_Text passage_
>>>
The queation was: What makes it different from intransitive reading, driving or knitting.
If I am sitting next to you in that car, reading to kill time (because you can't find anyone to tailgate and thus amuse us) it is obvious that I must have something to read.


----------



## Andygc

PaulQ said:


> I take your point, and was aware of it, however, and this is subtle, the action of reading takes place between the retina and brain, i.e. within the subject, whereas the tailgating must concern an object, exterior to the subject, to have meaning.


So when I say "I go sailing", I'm using "to sail" as a transitive verb? If I don't have a yacht exterior to me, I'll be swimming, not sailing. I must try intransitive parachuting some time.


----------



## PaulQ

Andygc said:


> So when I say "I go sailing", I'm using "to sail" as a transitive verb?


No, "sailing" is the complement of the verb "to go".


----------



## Andygc

PaulQ said:


> No, "sailing" is the complement of the verb "to go".


OK. "I'm sailing". Now, are you saying that is transitive?


----------



## ewie

Thanks to everyone who helped answer my 'question'.


PaulQ said:


> I would only add that there is nothing remarkable in assuming an object.


I would only add that while there's nothing remarkable in assuming an object, assuming an object doesn't make a verb any less grammatically intransitive if it's being used intransitively.
This reminds me of that old philosophical conundrum:
_Deaf and one-armed Joe was alone in the forest clapping when the tree fell.  Q: Which made the most noise?_

The answer is, of course, 'a duck'.


----------



## neal41

Pickups have been common in the US for many decades, and every pickup has a tail gate (or at least it did when it was new).  My impression is that pickups are not common in Europe.  Americans easily associate the meaning of the verb 'tailgate' with the tail gate of a pickup.  Do speakers of BE make that association?


----------



## Loob

neal41 said:


> Pickups have been common in the US for many decades, and every pickup has a tail gate (or at least it did when it was new).  My impression is that pickups are not common in Europe.  Americans easily associate the meaning of the verb 'tailgate' with the tail gate of a pickup.  Do speakers of BE make that association?
<<<
_Stated exercise_
From the forum thread on transitive and intransitive verbs, repeat word for word the passage that begins at "If I am sitting" and stops after "to have meaning.".

_Dataset section_
>>>
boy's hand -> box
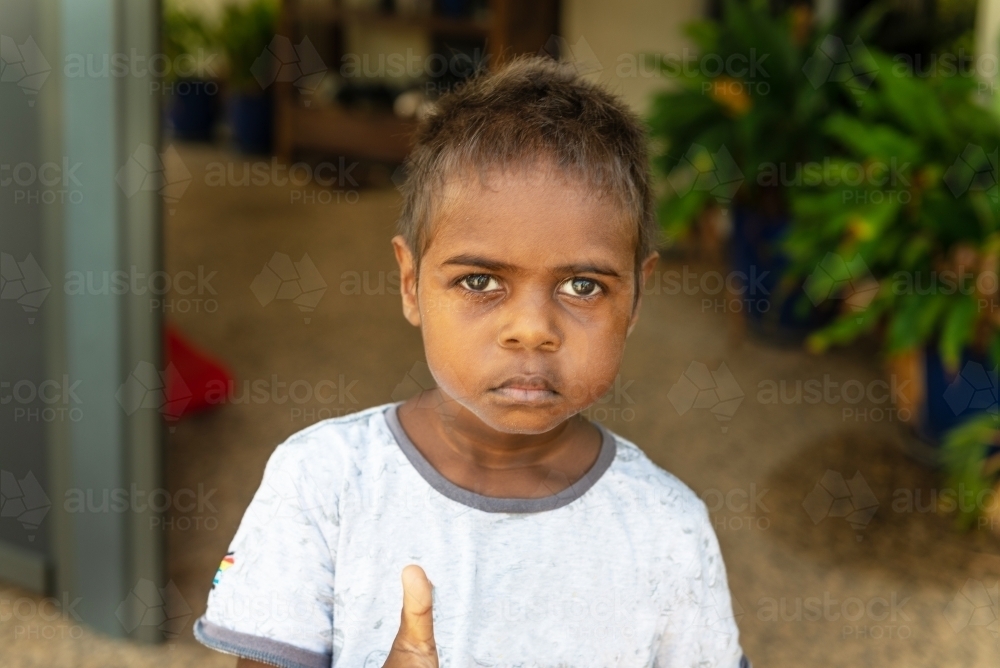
<<<
_Result of this exercise_
If I am sitting next to you in that car, reading to kill time (because you can't find anyone to tailgate and thus amuse us) it is obvious that I must have something to read.


----------



## Andygc

PaulQ said:


> I take your point, and was aware of it, however, and this is subtle, the action of reading takes place between the retina and brain, i.e. within the subject, whereas the tailgating must concern an object, exterior to the subject, to have meaning.